→ **What the task asks**:
Give the lines of the records below as a numbered list, leaving out any blank lines.
* start *
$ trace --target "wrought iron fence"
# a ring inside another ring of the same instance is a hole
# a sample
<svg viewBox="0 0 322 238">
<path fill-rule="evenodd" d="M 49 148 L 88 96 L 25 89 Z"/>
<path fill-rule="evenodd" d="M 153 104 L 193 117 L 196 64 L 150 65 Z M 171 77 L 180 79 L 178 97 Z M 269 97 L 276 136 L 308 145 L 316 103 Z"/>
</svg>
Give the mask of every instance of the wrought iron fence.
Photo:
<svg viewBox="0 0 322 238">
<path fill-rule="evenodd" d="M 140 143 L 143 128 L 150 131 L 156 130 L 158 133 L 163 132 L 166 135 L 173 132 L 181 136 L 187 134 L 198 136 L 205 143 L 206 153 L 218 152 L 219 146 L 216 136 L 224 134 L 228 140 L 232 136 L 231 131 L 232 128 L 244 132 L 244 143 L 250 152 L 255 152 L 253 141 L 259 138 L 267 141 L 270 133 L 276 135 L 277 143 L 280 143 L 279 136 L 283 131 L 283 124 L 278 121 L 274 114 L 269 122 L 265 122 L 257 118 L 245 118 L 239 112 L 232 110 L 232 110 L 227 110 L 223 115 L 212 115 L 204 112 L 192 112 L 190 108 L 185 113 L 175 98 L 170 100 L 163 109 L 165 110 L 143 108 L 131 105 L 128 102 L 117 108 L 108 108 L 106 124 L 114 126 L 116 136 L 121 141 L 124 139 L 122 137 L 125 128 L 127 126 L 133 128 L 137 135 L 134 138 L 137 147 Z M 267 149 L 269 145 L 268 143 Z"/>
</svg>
* end *
→ **Expected output**:
1. $ trace --target "wrought iron fence"
2. # a ring inside another ring of the same instance is a hole
3. # a sample
4. <svg viewBox="0 0 322 238">
5. <path fill-rule="evenodd" d="M 49 148 L 88 96 L 25 89 Z"/>
6. <path fill-rule="evenodd" d="M 153 104 L 193 117 L 196 64 L 150 65 Z M 171 77 L 180 79 L 178 97 Z M 269 97 L 276 136 L 308 145 L 316 103 Z"/>
7. </svg>
8. Give the mask of every instance of the wrought iron fence.
9. Photo:
10. <svg viewBox="0 0 322 238">
11. <path fill-rule="evenodd" d="M 140 143 L 143 128 L 150 131 L 156 130 L 158 133 L 163 132 L 166 135 L 173 132 L 181 136 L 187 134 L 198 136 L 205 143 L 206 153 L 218 152 L 219 146 L 216 136 L 224 134 L 228 140 L 232 136 L 231 131 L 232 128 L 244 132 L 244 143 L 250 152 L 255 152 L 253 141 L 259 138 L 267 141 L 270 133 L 276 135 L 277 143 L 280 143 L 279 136 L 283 131 L 283 124 L 278 121 L 274 114 L 269 122 L 265 122 L 257 118 L 245 118 L 239 112 L 232 110 L 232 110 L 227 110 L 223 115 L 212 115 L 204 112 L 192 112 L 190 108 L 185 113 L 175 98 L 170 100 L 163 109 L 165 110 L 143 108 L 131 105 L 128 102 L 117 108 L 108 108 L 106 124 L 114 126 L 116 136 L 121 141 L 124 139 L 122 137 L 125 128 L 127 126 L 133 128 L 137 135 L 134 138 L 137 147 Z M 267 149 L 269 145 L 268 143 Z"/>
12. </svg>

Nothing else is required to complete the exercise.